Reproduce, please, only the lines from the first line below to the line containing "Target: ceiling", inclusive.

═══ Listed records

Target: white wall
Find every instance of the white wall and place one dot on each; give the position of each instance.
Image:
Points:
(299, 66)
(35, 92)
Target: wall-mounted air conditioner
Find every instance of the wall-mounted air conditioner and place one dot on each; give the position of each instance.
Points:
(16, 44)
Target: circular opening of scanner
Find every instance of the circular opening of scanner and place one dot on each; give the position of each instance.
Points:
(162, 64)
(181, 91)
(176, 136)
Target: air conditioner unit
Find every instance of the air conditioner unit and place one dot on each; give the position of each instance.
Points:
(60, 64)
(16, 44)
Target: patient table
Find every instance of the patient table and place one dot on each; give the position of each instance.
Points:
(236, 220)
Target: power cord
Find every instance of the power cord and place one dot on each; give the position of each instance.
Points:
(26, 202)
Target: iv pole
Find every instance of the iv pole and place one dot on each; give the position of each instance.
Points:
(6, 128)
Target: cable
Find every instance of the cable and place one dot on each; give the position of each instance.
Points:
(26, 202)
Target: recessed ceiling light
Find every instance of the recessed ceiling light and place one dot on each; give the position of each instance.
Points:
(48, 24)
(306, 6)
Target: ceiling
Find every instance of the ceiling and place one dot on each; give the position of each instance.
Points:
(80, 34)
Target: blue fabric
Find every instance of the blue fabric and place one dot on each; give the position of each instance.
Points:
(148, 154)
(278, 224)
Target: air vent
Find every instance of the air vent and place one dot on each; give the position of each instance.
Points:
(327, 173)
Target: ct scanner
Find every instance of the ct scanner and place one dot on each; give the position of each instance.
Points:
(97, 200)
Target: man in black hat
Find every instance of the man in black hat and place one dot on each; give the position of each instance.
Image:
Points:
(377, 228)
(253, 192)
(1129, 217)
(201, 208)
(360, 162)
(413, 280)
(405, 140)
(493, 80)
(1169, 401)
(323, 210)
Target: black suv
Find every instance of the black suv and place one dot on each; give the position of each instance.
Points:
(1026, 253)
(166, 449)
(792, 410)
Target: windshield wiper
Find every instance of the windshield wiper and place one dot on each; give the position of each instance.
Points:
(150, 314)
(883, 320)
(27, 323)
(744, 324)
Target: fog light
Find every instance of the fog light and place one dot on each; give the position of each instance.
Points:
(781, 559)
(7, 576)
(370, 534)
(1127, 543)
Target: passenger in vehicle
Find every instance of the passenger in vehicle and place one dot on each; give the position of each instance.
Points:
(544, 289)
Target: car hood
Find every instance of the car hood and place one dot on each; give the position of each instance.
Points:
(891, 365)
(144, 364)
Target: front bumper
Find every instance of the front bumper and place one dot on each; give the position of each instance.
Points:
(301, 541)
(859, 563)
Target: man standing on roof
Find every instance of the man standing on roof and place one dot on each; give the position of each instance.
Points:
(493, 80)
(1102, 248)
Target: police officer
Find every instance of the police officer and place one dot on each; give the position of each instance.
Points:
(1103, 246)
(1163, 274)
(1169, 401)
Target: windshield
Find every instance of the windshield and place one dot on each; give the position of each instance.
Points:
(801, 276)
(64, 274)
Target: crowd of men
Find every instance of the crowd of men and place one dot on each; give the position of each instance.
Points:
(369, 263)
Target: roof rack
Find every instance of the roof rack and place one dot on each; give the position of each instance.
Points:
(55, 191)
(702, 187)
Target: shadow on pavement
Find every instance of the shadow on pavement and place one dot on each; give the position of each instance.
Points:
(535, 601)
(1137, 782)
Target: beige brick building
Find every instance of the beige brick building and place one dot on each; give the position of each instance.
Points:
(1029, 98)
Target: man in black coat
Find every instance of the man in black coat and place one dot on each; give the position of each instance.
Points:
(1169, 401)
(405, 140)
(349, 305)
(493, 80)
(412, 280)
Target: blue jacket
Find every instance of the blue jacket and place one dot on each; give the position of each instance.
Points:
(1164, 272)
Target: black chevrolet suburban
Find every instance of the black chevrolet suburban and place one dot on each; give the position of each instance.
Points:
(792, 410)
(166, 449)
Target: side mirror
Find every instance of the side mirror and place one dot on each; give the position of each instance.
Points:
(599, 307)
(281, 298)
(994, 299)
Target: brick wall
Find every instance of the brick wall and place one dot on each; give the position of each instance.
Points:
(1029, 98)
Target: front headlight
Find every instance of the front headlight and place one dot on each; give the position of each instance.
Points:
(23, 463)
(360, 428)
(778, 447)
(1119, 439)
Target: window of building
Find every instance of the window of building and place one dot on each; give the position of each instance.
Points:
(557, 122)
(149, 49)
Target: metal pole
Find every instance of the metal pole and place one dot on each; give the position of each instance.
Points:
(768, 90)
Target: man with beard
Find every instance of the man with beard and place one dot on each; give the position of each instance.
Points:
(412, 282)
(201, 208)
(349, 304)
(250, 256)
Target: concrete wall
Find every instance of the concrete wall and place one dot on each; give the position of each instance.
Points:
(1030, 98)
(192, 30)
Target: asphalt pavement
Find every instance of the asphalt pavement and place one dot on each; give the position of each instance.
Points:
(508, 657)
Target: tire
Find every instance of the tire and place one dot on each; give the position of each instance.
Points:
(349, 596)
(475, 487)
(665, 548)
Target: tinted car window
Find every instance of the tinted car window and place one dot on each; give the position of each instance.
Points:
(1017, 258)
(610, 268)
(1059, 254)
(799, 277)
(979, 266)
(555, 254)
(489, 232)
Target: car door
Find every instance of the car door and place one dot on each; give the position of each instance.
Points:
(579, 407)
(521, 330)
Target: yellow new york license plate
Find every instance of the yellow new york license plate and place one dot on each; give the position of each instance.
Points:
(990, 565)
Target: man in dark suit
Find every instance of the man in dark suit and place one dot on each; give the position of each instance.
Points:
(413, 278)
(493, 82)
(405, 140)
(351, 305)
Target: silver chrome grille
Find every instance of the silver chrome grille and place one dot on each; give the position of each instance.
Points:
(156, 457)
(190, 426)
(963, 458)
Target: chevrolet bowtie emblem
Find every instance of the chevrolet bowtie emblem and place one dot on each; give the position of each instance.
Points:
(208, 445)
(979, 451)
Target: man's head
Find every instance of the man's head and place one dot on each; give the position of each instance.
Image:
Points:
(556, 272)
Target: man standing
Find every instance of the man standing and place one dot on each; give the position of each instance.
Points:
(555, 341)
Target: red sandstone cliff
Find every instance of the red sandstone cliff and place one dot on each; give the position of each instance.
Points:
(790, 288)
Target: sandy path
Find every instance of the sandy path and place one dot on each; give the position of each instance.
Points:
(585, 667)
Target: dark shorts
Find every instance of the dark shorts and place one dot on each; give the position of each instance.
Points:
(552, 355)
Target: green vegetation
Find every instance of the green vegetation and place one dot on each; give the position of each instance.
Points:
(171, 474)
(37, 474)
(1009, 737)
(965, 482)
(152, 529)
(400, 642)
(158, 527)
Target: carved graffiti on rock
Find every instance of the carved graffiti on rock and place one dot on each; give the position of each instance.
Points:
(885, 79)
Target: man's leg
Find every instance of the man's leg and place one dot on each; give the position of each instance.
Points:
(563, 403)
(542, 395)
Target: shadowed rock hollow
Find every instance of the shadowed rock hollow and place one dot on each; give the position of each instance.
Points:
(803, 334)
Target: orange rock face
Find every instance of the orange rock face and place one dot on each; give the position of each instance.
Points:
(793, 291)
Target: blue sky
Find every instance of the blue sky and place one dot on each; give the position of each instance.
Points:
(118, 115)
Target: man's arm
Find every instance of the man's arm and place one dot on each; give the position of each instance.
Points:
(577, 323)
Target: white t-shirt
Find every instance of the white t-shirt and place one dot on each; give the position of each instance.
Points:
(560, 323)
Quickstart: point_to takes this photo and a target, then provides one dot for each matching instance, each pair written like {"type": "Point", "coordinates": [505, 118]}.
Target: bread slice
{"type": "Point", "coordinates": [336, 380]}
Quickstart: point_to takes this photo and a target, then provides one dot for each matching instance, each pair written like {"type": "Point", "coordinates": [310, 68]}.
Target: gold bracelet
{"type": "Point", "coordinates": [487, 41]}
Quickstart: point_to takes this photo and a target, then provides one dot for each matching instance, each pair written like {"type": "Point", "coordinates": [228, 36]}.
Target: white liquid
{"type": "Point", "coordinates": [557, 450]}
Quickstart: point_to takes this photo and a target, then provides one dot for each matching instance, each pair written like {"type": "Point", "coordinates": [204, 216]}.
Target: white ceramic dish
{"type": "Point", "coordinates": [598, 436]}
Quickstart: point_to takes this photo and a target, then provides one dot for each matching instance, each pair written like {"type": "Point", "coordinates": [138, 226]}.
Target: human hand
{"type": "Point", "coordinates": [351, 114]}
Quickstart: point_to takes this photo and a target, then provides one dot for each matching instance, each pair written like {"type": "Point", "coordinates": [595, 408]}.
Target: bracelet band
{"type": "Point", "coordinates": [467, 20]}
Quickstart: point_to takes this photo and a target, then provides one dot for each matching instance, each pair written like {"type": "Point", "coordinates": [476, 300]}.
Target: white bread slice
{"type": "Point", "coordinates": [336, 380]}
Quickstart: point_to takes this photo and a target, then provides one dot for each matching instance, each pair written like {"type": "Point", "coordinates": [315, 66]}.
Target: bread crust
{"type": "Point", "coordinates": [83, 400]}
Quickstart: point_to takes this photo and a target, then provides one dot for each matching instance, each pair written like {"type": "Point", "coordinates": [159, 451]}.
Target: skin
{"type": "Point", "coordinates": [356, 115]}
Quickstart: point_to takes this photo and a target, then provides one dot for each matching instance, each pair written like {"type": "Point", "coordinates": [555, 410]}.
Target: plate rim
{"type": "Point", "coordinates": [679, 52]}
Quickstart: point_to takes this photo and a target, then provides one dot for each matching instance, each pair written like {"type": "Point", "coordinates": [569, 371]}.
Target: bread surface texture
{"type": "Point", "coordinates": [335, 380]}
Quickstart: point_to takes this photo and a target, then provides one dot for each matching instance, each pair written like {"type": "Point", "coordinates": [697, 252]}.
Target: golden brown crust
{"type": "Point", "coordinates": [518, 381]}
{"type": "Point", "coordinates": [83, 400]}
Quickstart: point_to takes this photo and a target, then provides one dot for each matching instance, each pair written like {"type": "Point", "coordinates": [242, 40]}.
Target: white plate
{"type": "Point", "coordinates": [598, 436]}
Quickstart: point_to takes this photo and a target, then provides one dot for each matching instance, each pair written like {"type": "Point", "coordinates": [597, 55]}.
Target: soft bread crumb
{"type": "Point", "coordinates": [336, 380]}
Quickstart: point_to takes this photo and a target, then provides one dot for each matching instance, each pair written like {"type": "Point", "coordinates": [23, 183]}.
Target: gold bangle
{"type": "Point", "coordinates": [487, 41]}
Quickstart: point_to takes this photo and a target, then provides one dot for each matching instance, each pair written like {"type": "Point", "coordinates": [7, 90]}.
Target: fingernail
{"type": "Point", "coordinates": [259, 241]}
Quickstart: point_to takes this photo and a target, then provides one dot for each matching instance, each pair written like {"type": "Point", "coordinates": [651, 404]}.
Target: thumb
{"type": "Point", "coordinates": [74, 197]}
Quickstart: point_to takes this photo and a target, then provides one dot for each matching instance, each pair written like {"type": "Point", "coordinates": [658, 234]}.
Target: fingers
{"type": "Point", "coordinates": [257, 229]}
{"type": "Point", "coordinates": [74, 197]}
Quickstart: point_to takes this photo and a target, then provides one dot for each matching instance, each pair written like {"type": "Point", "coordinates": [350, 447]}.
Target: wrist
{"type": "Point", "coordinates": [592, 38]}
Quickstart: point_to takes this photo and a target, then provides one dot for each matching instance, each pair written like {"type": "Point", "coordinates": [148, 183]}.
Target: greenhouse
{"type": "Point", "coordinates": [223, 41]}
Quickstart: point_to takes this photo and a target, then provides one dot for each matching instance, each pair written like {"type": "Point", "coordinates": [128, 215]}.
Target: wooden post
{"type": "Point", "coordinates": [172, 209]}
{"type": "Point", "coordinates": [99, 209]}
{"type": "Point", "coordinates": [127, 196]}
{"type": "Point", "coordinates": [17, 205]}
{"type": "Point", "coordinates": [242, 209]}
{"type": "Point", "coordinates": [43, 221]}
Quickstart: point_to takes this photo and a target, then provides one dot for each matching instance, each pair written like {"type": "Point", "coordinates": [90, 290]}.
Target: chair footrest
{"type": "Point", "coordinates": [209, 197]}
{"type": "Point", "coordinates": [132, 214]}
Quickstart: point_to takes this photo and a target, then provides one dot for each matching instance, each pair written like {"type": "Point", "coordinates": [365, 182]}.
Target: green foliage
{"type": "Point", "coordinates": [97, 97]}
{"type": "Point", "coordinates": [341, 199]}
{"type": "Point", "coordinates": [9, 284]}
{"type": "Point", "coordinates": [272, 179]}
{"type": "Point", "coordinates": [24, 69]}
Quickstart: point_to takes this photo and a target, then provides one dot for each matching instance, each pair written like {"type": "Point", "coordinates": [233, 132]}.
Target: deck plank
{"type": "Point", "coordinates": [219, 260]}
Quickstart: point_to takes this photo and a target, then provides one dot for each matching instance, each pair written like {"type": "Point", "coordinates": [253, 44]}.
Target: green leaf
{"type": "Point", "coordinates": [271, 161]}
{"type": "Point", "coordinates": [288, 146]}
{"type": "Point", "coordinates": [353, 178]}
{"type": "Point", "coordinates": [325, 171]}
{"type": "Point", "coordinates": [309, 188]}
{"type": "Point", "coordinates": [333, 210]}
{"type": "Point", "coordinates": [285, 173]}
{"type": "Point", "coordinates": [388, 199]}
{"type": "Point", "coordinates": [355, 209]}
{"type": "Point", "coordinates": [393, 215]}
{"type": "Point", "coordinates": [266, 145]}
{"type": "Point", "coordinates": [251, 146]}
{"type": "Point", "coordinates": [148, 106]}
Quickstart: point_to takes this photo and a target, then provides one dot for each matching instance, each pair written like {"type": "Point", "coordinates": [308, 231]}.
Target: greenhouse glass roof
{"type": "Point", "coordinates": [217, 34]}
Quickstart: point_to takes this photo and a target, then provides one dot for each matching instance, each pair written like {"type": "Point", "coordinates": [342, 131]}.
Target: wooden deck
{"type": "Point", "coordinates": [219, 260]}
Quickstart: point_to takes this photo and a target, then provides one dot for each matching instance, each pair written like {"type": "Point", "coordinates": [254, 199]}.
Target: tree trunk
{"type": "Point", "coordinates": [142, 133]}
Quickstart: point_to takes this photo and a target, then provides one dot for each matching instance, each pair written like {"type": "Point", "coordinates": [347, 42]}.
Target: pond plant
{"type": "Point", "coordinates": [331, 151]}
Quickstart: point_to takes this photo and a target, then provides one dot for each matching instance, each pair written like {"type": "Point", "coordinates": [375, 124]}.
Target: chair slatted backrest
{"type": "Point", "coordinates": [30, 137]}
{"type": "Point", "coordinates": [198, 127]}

══════

> _Response area_:
Target: white wall
Find every instance of the white wall and place one dot on each; give the position of each instance.
Image:
Points:
(299, 66)
(35, 92)
Target: wall-mounted air conditioner
Find every instance of the wall-mounted air conditioner and place one dot on each; give the position of each instance.
Points:
(16, 44)
Target: circular opening of scanner
Find every instance of the circular opening of scanner and place one dot on each; give the position of each instance.
Points:
(162, 64)
(181, 91)
(176, 136)
Target: air conditioner unit
Find every instance of the air conditioner unit and place one dot on each; give the position of each instance.
Points:
(60, 64)
(16, 44)
Target: patient table
Find every instance of the patient table and place one dot on each; give the position of each instance.
Points:
(236, 220)
Target: power cord
Find every instance of the power cord and place one dot on each; give the position of each instance.
Points:
(26, 202)
Target: iv pole
Find every instance of the iv pole and place one dot on each; give the position of each instance.
Points:
(6, 128)
Target: cable
Find every instance of the cable and place one dot on each; give the position of each instance.
Points:
(26, 202)
Target: recessed ceiling light
Find every instance of the recessed ceiling light and place one dot on each; give the position of each instance.
Points:
(48, 24)
(306, 6)
Target: ceiling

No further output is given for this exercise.